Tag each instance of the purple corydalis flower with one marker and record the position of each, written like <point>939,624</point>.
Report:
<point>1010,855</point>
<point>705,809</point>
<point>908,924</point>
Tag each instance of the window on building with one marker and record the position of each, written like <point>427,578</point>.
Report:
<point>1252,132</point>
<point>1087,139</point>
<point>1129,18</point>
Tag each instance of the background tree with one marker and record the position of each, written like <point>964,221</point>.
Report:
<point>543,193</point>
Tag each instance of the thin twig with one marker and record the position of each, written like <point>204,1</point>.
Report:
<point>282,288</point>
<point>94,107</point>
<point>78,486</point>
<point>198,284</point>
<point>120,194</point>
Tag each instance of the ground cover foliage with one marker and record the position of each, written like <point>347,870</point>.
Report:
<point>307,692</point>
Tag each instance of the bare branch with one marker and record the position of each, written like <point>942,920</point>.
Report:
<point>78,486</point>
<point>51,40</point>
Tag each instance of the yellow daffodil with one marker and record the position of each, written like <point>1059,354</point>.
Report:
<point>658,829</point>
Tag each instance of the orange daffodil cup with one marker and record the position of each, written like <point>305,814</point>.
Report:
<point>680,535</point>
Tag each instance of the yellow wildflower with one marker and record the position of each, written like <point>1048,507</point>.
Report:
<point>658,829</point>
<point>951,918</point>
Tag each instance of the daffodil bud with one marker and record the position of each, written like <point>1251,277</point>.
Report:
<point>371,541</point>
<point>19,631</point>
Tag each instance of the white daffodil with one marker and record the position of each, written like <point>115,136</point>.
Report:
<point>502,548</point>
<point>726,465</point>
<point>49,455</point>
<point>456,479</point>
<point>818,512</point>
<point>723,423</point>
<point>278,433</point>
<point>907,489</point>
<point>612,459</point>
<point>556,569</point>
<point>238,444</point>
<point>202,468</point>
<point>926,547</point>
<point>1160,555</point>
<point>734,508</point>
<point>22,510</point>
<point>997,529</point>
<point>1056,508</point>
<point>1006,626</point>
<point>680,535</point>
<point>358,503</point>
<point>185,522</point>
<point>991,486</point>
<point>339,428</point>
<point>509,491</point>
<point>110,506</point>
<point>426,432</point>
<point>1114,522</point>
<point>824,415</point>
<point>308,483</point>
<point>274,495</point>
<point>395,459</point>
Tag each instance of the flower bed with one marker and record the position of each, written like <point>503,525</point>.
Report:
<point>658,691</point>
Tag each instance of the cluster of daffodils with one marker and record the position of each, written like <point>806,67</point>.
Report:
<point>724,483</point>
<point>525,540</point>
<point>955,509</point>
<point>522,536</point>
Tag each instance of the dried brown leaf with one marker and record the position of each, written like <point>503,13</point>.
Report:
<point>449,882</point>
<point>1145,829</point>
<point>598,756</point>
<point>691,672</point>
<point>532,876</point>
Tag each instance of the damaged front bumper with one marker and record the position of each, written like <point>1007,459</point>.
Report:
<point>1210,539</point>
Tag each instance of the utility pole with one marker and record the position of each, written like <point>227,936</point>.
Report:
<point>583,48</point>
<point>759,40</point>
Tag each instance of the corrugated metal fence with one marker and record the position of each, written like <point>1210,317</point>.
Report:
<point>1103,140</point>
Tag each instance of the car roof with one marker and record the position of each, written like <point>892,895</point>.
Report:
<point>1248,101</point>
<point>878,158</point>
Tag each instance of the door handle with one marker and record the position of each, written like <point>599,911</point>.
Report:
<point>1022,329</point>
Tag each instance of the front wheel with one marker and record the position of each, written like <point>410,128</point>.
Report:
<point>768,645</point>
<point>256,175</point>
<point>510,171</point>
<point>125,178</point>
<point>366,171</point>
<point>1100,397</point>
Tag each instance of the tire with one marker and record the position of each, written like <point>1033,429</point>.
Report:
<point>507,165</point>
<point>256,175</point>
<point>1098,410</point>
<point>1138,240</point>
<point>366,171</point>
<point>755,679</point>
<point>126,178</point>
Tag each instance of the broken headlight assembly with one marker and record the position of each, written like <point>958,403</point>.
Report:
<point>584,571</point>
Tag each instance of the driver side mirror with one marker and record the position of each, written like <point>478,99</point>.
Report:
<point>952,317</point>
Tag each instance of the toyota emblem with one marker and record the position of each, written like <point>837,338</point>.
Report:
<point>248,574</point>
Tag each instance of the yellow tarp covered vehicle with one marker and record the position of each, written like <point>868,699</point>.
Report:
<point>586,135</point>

.....

WORK TO COMPLETE: Extract every line of the data above and reproduce each one verbatim, from the first line through the last.

ANSWER FOR THIS EXERCISE:
Tag each instance of the purple corydalis flower with one marker and record the position of each, written like <point>939,624</point>.
Report:
<point>1010,855</point>
<point>705,809</point>
<point>908,924</point>
Tag each instance of the window on building with one marker and record the position of each, written like <point>427,578</point>.
Report:
<point>1252,132</point>
<point>1087,139</point>
<point>1129,18</point>
Tag each instance of the background tree with one marker and record the position of each, written like <point>964,221</point>.
Report:
<point>543,193</point>
Tag each instance of the thin twig with one marker and record the position of each, written like <point>204,1</point>.
Report:
<point>282,288</point>
<point>94,107</point>
<point>78,486</point>
<point>198,284</point>
<point>120,194</point>
Tag each instance of the ground cover foliage with one marker and record the position of each, written like <point>347,870</point>.
Report:
<point>307,692</point>
Tag each instance of the bare branch with one marker and record the position of each, written like <point>942,920</point>.
Report:
<point>78,486</point>
<point>51,40</point>
Tag each instance of the yellow daffodil with one marker and record the position of each, written like <point>1059,354</point>.
Report:
<point>658,829</point>
Tag each instance of the orange daffodil cup with one marker and record the position of each, written like <point>305,814</point>.
Report:
<point>680,535</point>
Tag each instance of the yellow wildflower with one marker and record the position of each, written like <point>1048,507</point>.
Report:
<point>658,829</point>
<point>951,918</point>
Tag each instance of the daffodil bud with one marker and record the position of each, written like <point>1251,277</point>.
Report:
<point>371,541</point>
<point>19,631</point>
Tag each instance of the white daffodil with one marker and record the position of each, written like <point>115,136</point>.
Report:
<point>502,548</point>
<point>726,465</point>
<point>49,455</point>
<point>456,479</point>
<point>818,512</point>
<point>723,423</point>
<point>278,433</point>
<point>907,489</point>
<point>612,459</point>
<point>556,569</point>
<point>238,444</point>
<point>202,468</point>
<point>926,547</point>
<point>1160,555</point>
<point>734,508</point>
<point>22,510</point>
<point>997,529</point>
<point>1056,508</point>
<point>1006,626</point>
<point>680,535</point>
<point>358,503</point>
<point>185,522</point>
<point>991,486</point>
<point>339,428</point>
<point>509,491</point>
<point>110,506</point>
<point>426,432</point>
<point>1114,522</point>
<point>824,415</point>
<point>308,483</point>
<point>274,495</point>
<point>395,459</point>
Tag each instance of the flower bed with one marker and record the position of each, written like <point>503,525</point>.
Report:
<point>658,691</point>
Tag each instance of the cluster of daffodils with one marker and record the position of each, written like <point>806,67</point>.
Report:
<point>724,483</point>
<point>525,540</point>
<point>955,509</point>
<point>522,536</point>
Tag each instance of the dried brown leaf with one marker and record the position of each, written like <point>503,13</point>.
Report:
<point>449,882</point>
<point>1145,829</point>
<point>598,756</point>
<point>691,672</point>
<point>532,876</point>
Tag each instance of the damaged front bumper with one marker and record the position of each, written like <point>1007,459</point>.
Report:
<point>1210,539</point>
Tag each instance of the utility pole with one marker and record the position of each, written like <point>227,936</point>.
Report:
<point>583,48</point>
<point>759,40</point>
Tag each instance of the corrugated metal fence with one marker and record the position of each, written like <point>1210,317</point>.
Report:
<point>1103,140</point>
Tag each instance of the car roof with one marker and record the position of each, written like <point>892,895</point>.
Report:
<point>1248,101</point>
<point>878,158</point>
Tag each instance of the door handle with one marker and record the position of each, written like <point>599,911</point>.
Report:
<point>1022,329</point>
Tag each instance of the front wheel with one marker and record the position of each, written like <point>410,128</point>.
Report:
<point>768,645</point>
<point>256,175</point>
<point>510,171</point>
<point>125,178</point>
<point>366,171</point>
<point>1100,397</point>
Tag each instance of the tire with one marker and record the position of each, written like <point>1033,429</point>.
Report:
<point>507,165</point>
<point>256,175</point>
<point>1098,410</point>
<point>1138,240</point>
<point>366,171</point>
<point>755,679</point>
<point>126,178</point>
Tag each instance of the broken headlight assembly with one marker and record the position of each, written like <point>958,403</point>.
Report:
<point>584,571</point>
Tag each instance of the driver side mirror with one marker and record the position of each, written like <point>478,99</point>.
Report:
<point>952,317</point>
Tag each instance of the toyota emblem with one marker and record the position of each, written like <point>837,338</point>.
Report:
<point>248,574</point>
Tag each instance of the yellow tarp covered vehicle with one marker and record the position of each, written like <point>868,699</point>.
Report:
<point>586,135</point>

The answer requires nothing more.